Output the listing below as a two-column CSV with the header instruction,points and one row per task. Put the task wording in instruction and its marked points in points, each as a single quoted field with line breaks replaced by spaces, and leave the pictures out.

== Records provided ==

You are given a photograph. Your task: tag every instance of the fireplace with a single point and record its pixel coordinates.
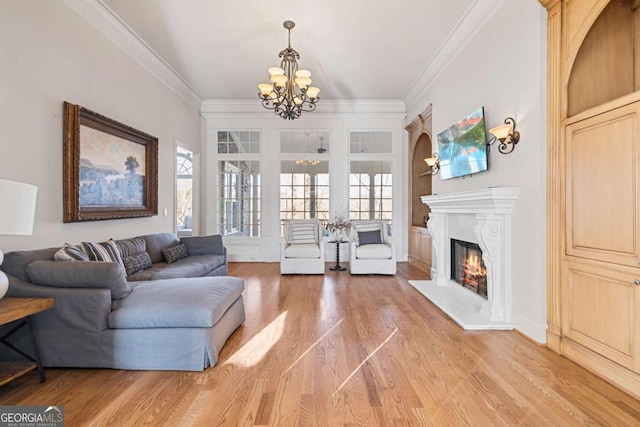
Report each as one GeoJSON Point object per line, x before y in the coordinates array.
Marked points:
{"type": "Point", "coordinates": [483, 217]}
{"type": "Point", "coordinates": [467, 267]}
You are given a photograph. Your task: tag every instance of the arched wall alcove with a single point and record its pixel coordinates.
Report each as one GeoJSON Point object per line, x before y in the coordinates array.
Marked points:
{"type": "Point", "coordinates": [605, 66]}
{"type": "Point", "coordinates": [421, 179]}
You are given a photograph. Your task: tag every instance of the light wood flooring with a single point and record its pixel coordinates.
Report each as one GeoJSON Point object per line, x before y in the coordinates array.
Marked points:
{"type": "Point", "coordinates": [341, 350]}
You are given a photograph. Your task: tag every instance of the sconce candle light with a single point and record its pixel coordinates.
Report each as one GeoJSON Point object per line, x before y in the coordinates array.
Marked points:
{"type": "Point", "coordinates": [434, 164]}
{"type": "Point", "coordinates": [507, 135]}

===

Written solution ->
instruction,points
"You are given a photograph. Your task: tag every instance of the fireplace with a single point and record its pixel coordinates. Report each as one GeoJSON Point object per line, x before y in the coordinates array. Marked points:","{""type"": ""Point"", ""coordinates"": [483, 217]} {""type"": ""Point"", ""coordinates"": [467, 267]}"
"You are given a photograph. Your task: tag every instance of the arched wall alcove with a single point and record its pixel coordinates. Report each as one GeoJSON Point object per line, x before y in the coordinates array. Marked points:","{""type"": ""Point"", ""coordinates"": [605, 66]} {""type"": ""Point"", ""coordinates"": [421, 179]}"
"You are given a photograph. Your task: tag every instance of the light wood flooring with a single point and record its pixel coordinates. Report each as one GeoJSON Point object per line, x before y in the coordinates array. Marked points:","{""type"": ""Point"", ""coordinates"": [341, 350]}"
"You are given a photograph. Your task: tag every instance of the sconce candle light with a single point and record its pixel coordinates. Report each as one GeoJSON Point object per line, x before y in the coordinates array. Marked points:","{""type"": ""Point"", ""coordinates"": [434, 164]} {""type"": ""Point"", ""coordinates"": [507, 135]}"